- **Task details**
In full and without alteration, write out the data below.

Dataset entries
=== Section Start ===
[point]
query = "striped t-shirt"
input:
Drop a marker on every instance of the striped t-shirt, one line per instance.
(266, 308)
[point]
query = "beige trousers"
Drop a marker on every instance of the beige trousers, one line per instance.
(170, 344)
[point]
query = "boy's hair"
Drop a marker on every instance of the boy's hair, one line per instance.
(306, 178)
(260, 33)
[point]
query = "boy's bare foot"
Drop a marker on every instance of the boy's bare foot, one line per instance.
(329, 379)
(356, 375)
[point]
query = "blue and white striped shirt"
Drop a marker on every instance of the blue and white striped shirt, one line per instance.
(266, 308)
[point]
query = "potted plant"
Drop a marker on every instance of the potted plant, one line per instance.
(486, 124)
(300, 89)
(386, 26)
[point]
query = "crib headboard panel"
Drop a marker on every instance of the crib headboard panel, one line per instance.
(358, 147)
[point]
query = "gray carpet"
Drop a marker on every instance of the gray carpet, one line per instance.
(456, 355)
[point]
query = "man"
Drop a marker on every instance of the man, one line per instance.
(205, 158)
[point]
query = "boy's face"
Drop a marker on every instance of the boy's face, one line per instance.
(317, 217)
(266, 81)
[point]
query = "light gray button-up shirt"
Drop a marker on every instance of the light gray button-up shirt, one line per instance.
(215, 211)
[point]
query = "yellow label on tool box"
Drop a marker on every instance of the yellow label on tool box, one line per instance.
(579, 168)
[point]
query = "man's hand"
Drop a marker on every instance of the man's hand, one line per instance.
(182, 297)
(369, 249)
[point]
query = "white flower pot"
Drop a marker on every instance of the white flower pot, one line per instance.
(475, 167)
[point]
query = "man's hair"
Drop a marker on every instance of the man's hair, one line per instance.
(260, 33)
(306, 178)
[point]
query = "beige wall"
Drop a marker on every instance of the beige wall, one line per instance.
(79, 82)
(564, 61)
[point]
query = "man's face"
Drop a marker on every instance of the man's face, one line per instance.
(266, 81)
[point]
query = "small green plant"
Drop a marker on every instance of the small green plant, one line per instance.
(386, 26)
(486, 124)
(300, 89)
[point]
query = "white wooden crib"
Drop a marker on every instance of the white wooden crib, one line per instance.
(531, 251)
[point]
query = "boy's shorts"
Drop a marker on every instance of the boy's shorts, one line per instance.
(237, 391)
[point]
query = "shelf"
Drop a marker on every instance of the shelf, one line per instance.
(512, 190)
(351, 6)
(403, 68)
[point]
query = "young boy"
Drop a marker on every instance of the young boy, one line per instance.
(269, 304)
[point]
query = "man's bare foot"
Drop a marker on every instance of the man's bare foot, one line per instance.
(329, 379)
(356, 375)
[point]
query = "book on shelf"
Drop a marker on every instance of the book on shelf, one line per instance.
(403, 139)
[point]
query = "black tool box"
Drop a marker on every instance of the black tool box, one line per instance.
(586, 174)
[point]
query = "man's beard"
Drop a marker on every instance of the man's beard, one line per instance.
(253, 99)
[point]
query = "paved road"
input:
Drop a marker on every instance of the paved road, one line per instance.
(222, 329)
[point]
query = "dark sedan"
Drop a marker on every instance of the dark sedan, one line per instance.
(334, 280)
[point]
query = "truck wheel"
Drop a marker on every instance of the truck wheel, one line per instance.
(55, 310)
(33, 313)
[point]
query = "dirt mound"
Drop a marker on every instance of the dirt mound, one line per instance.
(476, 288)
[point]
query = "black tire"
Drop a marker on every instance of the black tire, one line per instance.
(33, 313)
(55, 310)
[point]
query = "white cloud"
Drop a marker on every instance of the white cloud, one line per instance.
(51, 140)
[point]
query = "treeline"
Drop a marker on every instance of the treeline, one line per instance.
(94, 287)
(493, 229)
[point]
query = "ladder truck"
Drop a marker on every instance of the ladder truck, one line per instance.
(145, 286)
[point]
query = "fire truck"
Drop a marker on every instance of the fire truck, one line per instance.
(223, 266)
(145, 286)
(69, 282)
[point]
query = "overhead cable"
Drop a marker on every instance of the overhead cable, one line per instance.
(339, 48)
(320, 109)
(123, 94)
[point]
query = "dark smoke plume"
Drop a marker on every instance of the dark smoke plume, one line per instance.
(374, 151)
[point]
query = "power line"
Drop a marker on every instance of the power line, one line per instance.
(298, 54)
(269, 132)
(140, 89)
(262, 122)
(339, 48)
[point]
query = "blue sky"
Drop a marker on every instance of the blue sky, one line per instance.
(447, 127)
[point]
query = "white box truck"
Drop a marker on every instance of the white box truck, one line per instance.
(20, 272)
=== Section End ===
- **Task result**
[point]
query = "striped t-shirt"
input:
Drop a marker on every instance of the striped t-shirt, one line per instance.
(266, 308)
[point]
query = "beige trousers"
Drop a marker on every instance of the beige trousers, one line per instance.
(170, 344)
[point]
query = "boy's hair"
Drop a marker on every instance of the boy's hair, one line per instance.
(306, 178)
(260, 33)
[point]
query = "boy's bare foot"
Drop a marker on every instance of the boy's bare foot, one line per instance.
(329, 379)
(356, 375)
[point]
query = "blue and white striped shirt"
Drop a marker on every instance of the blue and white striped shirt, one line per instance.
(266, 308)
[point]
query = "potted plant"
Drop a marker on every instance of the potted plant, one line per instance.
(486, 124)
(300, 89)
(386, 26)
[point]
query = "crib headboard panel"
Drop a marker on every instance of the crib headboard panel, one line per instance.
(358, 147)
[point]
query = "gray carpet"
Drop a marker on every instance of the gray carpet, one line per instance.
(456, 355)
[point]
query = "man"
Drop a marker on every instance of the man, one line per instance.
(205, 158)
[point]
query = "boy's face"
Drop a marker on every instance of the boy's face, one line per instance.
(317, 217)
(266, 81)
[point]
query = "light gray button-up shirt"
Drop a marker on every instance of the light gray button-up shirt, one line per instance.
(215, 211)
[point]
query = "yellow label on tool box"
Drop a marker on every instance of the yellow label on tool box, one line per instance.
(579, 168)
[point]
query = "man's hand"
Drop a marker on every instance of the man's hand, one line per instance.
(182, 297)
(369, 249)
[point]
query = "white flower pot"
Drop a marker on every instance of the white flower pot, one line per instance.
(475, 167)
[point]
query = "man's hair"
Drop a marker on every instance of the man's hair, one line per instance.
(260, 33)
(306, 178)
[point]
query = "beige wall"
Drop a marker on every instance of the beige wall, one line per instance.
(79, 82)
(564, 61)
[point]
query = "man's face"
Drop a marker on every instance of the man's face, one line per instance.
(266, 81)
[point]
query = "small green plant"
Drop a marker on every instance of the small green plant, one line per instance.
(386, 26)
(486, 124)
(300, 89)
[point]
query = "white wooden crib"
Drop a marker on every instance of the white wooden crib, one line per instance.
(531, 251)
[point]
query = "boy's shorts"
Drop a marker on every instance of the boy's shorts, one line per instance.
(237, 391)
[point]
query = "shelf"
Drop a marker on every instance of the shelf, one line per instance.
(512, 190)
(351, 6)
(403, 68)
[point]
query = "young boy"
Drop a marker on every instance of the young boy, one line per instance.
(269, 304)
[point]
query = "man's bare foot"
Drop a marker on every instance of the man's bare foot, one line per instance.
(329, 379)
(356, 375)
[point]
query = "book on shelf"
Drop a marker on every instance of the book on shelf, one line per instance.
(403, 139)
[point]
query = "black tool box"
Drop a marker on every instance of the black tool box, one line per instance.
(586, 174)
[point]
query = "man's beard"
Drop a marker on every instance of the man's beard, one line per instance.
(253, 99)
[point]
query = "paved road"
input:
Drop a marker on every instance of the paved road, one line per instance.
(222, 329)
[point]
query = "dark sedan"
Drop a marker on every instance of the dark sedan, one line per instance.
(334, 280)
[point]
query = "truck wheel"
Drop a marker on every instance of the truck wheel, one line per instance.
(55, 310)
(33, 313)
[point]
query = "dirt mound"
Drop a marker on every instance of the dirt mound, one line per instance.
(476, 288)
[point]
query = "black tire"
Drop a marker on every instance of the black tire, one line per instance.
(33, 313)
(55, 310)
[point]
query = "white cloud"
Drop a marker on every instance of the white cloud, one line per instance.
(51, 140)
[point]
query = "treeline"
Drop a marker on every instance of the treeline, one line per instance.
(94, 287)
(493, 229)
[point]
query = "ladder truck"
Drop a marker on every instance of the ladder truck, one line per instance.
(145, 286)
[point]
query = "fire truck"
Drop a marker on every instance of the fire truck, one line per instance.
(223, 266)
(145, 286)
(69, 282)
[point]
query = "overhead cable"
Drop a marker on every instance of the overhead cable, one line per instance.
(339, 48)
(320, 109)
(123, 94)
[point]
query = "dark smoke plume"
Drop a marker on every instance of the dark smoke plume, one line per instance.
(374, 151)
[point]
query = "power line"
Drop a marker on every instance of the power line, one line per instance.
(298, 54)
(269, 132)
(140, 89)
(262, 122)
(339, 48)
[point]
query = "blue sky"
Drop a marker on every instance of the blue sky, one line per instance.
(447, 127)
[point]
query = "white box truck"
Drop a marker on every instance of the white box truck, one line per instance.
(20, 272)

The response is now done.